*EXTRAIT DU DOCUMENT*.
□ □ □

Si Cyril Pedrosa ressemble à son héros, jeune dessinateur de BD qui se plaint que son œuvre n'intéresse personne, il devrait assez rapidement se détacher de ce personnage, car s'il est un album de la rentrée qui ne laisse pas indifférent, c'est bien son monumental «Portugal». Ses deux cent quarante pages se divisent en trois parties de longueurs trop inégales pour faire trois volumes séparés. De surcroît, on perçoit tout de suite ce qu'un tel saucissonnage, dont les éditeurs sont hélas trop coutumiers, aurait de contre-nature face à un tel objet: il anéantirait le rythme, la respiration, on aimerait dire la pulsation de cette aventure où il se passe si peu de choses et où en même temps se joue la subtile métamorphose d'un être dans l'acceptation de ses origines et de sa vie jusque-là un peu bancale.

□ □ □

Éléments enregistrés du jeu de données
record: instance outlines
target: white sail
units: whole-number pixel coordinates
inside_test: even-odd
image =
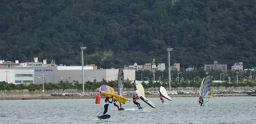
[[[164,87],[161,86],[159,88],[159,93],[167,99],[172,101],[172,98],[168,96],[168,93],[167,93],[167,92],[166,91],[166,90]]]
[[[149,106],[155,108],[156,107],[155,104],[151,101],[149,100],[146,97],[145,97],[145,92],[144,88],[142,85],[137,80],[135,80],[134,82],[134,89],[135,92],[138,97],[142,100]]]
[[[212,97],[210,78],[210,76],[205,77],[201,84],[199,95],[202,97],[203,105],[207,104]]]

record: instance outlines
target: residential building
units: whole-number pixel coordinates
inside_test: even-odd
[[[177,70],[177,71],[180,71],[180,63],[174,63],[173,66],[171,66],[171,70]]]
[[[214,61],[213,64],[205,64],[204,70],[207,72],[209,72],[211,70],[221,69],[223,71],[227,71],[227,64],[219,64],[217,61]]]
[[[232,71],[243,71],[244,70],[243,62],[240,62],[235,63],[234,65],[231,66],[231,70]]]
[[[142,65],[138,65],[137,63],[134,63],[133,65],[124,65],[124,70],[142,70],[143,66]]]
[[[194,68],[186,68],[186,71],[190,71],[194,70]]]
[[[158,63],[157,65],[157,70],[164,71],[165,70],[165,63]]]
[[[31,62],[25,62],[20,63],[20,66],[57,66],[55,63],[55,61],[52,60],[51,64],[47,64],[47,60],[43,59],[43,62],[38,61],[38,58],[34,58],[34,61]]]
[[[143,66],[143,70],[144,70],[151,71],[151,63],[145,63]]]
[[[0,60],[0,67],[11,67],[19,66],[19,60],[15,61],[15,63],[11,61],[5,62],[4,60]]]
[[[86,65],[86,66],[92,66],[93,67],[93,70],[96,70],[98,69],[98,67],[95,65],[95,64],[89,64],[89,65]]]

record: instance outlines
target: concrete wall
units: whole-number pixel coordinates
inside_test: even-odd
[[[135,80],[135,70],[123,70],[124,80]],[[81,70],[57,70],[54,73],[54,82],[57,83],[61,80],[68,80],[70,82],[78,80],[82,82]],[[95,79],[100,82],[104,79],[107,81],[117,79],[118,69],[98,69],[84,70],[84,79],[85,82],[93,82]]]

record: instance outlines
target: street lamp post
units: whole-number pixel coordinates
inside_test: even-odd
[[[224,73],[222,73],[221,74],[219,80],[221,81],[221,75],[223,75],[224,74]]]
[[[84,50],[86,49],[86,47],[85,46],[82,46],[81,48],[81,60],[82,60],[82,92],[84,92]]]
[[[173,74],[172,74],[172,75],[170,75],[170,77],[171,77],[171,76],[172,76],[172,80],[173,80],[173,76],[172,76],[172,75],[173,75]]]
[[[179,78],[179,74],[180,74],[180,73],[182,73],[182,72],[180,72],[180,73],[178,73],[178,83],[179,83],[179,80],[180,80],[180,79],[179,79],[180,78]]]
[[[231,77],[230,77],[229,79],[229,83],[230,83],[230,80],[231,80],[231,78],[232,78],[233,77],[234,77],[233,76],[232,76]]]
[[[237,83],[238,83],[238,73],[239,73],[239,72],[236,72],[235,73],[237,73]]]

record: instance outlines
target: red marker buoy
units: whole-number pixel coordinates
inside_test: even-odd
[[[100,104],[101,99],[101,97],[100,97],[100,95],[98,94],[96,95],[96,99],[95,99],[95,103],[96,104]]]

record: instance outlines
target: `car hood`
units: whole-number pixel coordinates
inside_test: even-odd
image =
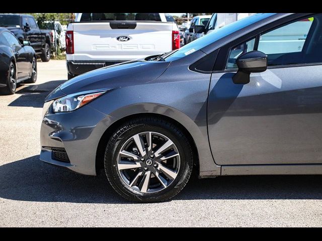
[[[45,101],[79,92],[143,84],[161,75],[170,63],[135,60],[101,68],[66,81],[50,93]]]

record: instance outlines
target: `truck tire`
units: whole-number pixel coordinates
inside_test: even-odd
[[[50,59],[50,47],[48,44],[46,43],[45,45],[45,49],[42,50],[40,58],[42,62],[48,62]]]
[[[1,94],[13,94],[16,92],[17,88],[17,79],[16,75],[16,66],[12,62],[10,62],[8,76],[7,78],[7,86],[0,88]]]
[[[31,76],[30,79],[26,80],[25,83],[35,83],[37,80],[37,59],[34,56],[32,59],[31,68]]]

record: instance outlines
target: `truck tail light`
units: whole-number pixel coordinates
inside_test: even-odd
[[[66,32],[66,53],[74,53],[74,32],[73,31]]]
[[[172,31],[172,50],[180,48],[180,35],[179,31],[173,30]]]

□ □ □

*CONSIGNES*.
(a) Recopiez mot pour mot le passage de l'extrait sur l'album « Portugal » compris entre « Si Cyril Pedrosa » et « un peu bancale. », ces deux bornes incluses.
(b) D'après l'extrait sur l'album « Portugal », combien de pages compte cet album ?

*RÉPONSES*.
(a)
Si Cyril Pedrosa ressemble à son héros, jeune dessinateur de BD qui se plaint que son œuvre n'intéresse personne, il devrait assez rapidement se détacher de ce personnage, car s'il est un album de la rentrée qui ne laisse pas indifférent, c'est bien son monumental «Portugal». Ses deux cent quarante pages se divisent en trois parties de longueurs trop inégales pour faire trois volumes séparés. De surcroît, on perçoit tout de suite ce qu'un tel saucissonnage, dont les éditeurs sont hélas trop coutumiers, aurait de contre-nature face à un tel objet: il anéantirait le rythme, la respiration, on aimerait dire la pulsation de cette aventure où il se passe si peu de choses et où en même temps se joue la subtile métamorphose d'un être dans l'acceptation de ses origines et de sa vie jusque-là un peu bancale.

(b) Deux cent quarante pages.